# GOAL OF THE EXERCISE
Reply with exactly the lines from the one that contains "Each instance of the player's back" through the last line of the records below, and with no other lines.

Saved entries

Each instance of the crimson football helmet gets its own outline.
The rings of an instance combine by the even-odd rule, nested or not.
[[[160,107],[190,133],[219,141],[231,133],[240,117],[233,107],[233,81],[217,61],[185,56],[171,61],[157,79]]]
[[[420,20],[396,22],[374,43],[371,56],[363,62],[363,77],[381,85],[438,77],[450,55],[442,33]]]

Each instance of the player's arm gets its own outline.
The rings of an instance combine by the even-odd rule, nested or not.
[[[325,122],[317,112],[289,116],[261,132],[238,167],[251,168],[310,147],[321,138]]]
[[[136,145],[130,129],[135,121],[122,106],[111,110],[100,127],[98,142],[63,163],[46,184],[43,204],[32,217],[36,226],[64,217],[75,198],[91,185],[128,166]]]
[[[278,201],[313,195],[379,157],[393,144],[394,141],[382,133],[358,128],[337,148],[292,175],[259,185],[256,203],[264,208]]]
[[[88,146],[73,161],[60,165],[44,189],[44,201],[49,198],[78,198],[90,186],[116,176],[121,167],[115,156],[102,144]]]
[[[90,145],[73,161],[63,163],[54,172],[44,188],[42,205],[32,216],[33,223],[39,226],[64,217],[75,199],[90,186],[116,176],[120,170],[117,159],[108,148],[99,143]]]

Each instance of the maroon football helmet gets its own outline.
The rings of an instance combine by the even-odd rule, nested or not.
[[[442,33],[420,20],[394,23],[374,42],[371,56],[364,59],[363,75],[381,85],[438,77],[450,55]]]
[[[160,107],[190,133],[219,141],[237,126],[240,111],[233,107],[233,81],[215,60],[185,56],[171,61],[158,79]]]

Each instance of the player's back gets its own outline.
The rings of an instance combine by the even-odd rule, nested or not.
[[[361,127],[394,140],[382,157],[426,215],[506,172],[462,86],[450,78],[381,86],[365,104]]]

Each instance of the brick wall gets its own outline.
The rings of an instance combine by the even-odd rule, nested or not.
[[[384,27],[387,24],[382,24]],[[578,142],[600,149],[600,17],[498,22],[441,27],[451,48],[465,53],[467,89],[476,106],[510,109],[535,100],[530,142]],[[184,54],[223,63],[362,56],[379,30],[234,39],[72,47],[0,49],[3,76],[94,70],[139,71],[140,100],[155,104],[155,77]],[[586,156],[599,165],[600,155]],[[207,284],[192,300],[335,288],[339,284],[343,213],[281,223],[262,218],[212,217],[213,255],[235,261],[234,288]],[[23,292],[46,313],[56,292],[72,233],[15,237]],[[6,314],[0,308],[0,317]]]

# COMPLETED EXERCISE
Each instance of the player's back gets its own outline.
The rings of an instance combine by the even-odd rule, nested or not.
[[[361,127],[394,140],[382,157],[426,215],[506,172],[462,86],[450,78],[381,86],[365,104]]]

Each instance of the brick wall gets its own outline.
The rings of an instance combine by the even-odd rule, nested or not.
[[[384,27],[387,24],[382,24]],[[578,142],[600,149],[600,17],[498,22],[441,27],[451,48],[465,53],[467,89],[476,106],[510,109],[535,100],[530,142]],[[184,54],[223,63],[362,56],[379,30],[234,39],[72,47],[0,49],[3,76],[94,70],[139,71],[140,100],[155,104],[155,77]],[[586,156],[599,165],[600,155]],[[207,284],[192,300],[335,288],[339,284],[343,213],[281,223],[262,218],[212,217],[213,255],[235,261],[234,288]],[[23,292],[46,313],[56,292],[72,233],[15,237]],[[6,314],[0,308],[0,317]]]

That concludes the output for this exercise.